YOUR GOAL ->
The answer must consist of each line below that contains the string "girder".

MATERIALS PROVIDED ->
"""

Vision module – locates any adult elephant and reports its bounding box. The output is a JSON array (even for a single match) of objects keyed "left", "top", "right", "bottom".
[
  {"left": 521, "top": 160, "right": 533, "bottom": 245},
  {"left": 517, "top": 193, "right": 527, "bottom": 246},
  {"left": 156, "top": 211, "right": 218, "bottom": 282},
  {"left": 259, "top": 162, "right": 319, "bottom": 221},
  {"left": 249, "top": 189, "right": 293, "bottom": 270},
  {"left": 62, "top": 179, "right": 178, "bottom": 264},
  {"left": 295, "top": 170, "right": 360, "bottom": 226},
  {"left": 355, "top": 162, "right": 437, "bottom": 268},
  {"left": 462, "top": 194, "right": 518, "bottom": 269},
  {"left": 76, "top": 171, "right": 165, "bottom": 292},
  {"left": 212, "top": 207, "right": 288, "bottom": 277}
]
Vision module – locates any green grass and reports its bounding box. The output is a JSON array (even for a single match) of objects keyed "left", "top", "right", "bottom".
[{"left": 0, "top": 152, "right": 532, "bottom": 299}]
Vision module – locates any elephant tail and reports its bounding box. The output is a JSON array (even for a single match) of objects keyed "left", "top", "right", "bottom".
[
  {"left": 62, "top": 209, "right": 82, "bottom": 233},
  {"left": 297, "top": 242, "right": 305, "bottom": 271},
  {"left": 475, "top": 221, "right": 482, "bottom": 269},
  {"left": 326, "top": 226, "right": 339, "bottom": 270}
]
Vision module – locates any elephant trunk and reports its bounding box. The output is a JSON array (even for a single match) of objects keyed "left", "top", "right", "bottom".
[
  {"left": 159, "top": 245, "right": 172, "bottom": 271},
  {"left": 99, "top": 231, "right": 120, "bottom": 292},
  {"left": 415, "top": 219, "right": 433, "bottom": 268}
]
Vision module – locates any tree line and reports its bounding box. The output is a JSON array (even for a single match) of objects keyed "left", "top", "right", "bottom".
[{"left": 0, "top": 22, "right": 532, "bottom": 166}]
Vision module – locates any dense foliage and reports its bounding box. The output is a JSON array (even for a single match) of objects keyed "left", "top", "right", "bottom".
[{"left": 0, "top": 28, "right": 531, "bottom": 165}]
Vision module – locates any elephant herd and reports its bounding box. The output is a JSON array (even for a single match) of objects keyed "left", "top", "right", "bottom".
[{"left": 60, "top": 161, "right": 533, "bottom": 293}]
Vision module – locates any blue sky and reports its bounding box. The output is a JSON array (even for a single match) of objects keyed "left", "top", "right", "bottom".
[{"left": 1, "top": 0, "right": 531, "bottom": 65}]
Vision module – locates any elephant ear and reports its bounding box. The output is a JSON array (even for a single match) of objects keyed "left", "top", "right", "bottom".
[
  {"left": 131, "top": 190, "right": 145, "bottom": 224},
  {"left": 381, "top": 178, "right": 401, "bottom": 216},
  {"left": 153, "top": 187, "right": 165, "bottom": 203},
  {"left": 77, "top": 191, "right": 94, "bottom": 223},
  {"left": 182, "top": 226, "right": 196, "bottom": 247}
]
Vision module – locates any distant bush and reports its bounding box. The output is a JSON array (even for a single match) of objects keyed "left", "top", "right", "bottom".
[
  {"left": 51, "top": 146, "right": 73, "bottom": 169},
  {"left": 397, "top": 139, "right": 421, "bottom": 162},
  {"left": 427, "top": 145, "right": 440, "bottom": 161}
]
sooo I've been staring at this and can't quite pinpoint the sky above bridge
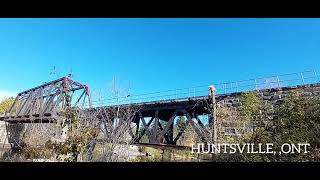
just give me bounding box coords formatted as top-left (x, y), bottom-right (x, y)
top-left (0, 18), bottom-right (320, 102)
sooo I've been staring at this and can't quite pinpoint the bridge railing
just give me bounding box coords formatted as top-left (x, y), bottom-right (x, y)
top-left (214, 70), bottom-right (318, 95)
top-left (83, 70), bottom-right (319, 107)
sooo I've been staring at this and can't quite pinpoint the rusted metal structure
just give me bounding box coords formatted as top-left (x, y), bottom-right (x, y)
top-left (1, 70), bottom-right (318, 149)
top-left (130, 96), bottom-right (213, 145)
top-left (0, 75), bottom-right (91, 123)
top-left (0, 76), bottom-right (215, 149)
top-left (88, 94), bottom-right (214, 148)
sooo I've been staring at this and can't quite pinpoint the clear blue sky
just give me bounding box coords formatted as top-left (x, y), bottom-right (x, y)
top-left (0, 18), bottom-right (320, 101)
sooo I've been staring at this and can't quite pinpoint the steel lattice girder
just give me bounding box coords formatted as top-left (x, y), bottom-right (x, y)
top-left (133, 108), bottom-right (212, 145)
top-left (2, 75), bottom-right (91, 123)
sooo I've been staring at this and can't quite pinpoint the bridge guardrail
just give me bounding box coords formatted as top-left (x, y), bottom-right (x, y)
top-left (79, 70), bottom-right (319, 107)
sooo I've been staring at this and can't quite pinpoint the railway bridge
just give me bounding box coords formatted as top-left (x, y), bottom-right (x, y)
top-left (0, 70), bottom-right (319, 149)
top-left (0, 75), bottom-right (216, 149)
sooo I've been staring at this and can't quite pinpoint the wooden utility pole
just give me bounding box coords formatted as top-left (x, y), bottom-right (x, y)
top-left (208, 85), bottom-right (217, 144)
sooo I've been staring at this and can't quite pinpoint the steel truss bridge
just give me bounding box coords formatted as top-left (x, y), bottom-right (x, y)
top-left (0, 70), bottom-right (319, 150)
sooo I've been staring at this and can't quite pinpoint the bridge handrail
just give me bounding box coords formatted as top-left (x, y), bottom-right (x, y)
top-left (77, 70), bottom-right (319, 107)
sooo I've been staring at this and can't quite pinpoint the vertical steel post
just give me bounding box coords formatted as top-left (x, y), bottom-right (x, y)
top-left (152, 111), bottom-right (159, 144)
top-left (208, 85), bottom-right (217, 144)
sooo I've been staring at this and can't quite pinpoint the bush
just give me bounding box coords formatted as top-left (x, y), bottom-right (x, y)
top-left (213, 92), bottom-right (320, 162)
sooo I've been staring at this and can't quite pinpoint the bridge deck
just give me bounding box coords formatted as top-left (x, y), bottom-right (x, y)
top-left (0, 95), bottom-right (211, 123)
top-left (90, 95), bottom-right (211, 122)
top-left (100, 95), bottom-right (209, 108)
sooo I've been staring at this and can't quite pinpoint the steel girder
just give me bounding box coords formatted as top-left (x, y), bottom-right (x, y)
top-left (133, 108), bottom-right (212, 146)
top-left (2, 75), bottom-right (91, 123)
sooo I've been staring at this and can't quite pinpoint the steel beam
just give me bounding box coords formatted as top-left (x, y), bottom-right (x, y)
top-left (1, 75), bottom-right (91, 124)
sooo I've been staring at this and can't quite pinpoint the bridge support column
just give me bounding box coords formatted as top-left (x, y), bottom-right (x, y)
top-left (151, 111), bottom-right (159, 144)
top-left (160, 114), bottom-right (175, 145)
top-left (6, 123), bottom-right (26, 150)
top-left (208, 85), bottom-right (217, 144)
top-left (168, 120), bottom-right (174, 144)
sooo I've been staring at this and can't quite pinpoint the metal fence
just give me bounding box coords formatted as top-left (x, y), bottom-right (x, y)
top-left (87, 70), bottom-right (319, 107)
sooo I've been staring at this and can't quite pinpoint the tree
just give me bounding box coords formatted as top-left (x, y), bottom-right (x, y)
top-left (45, 106), bottom-right (100, 162)
top-left (268, 93), bottom-right (319, 161)
top-left (239, 92), bottom-right (259, 122)
top-left (176, 116), bottom-right (187, 130)
top-left (212, 91), bottom-right (320, 162)
top-left (174, 116), bottom-right (187, 145)
top-left (0, 97), bottom-right (14, 114)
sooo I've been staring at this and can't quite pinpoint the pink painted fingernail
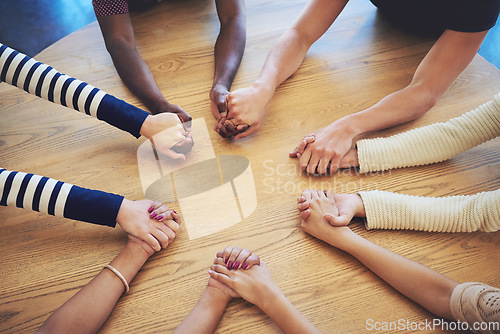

"""

ANSWER BOX ->
sooo I've been staring at this and can't quite pinpoint the steel lattice girder
sooo I've been staring at this and can't quite pinpoint the steel girder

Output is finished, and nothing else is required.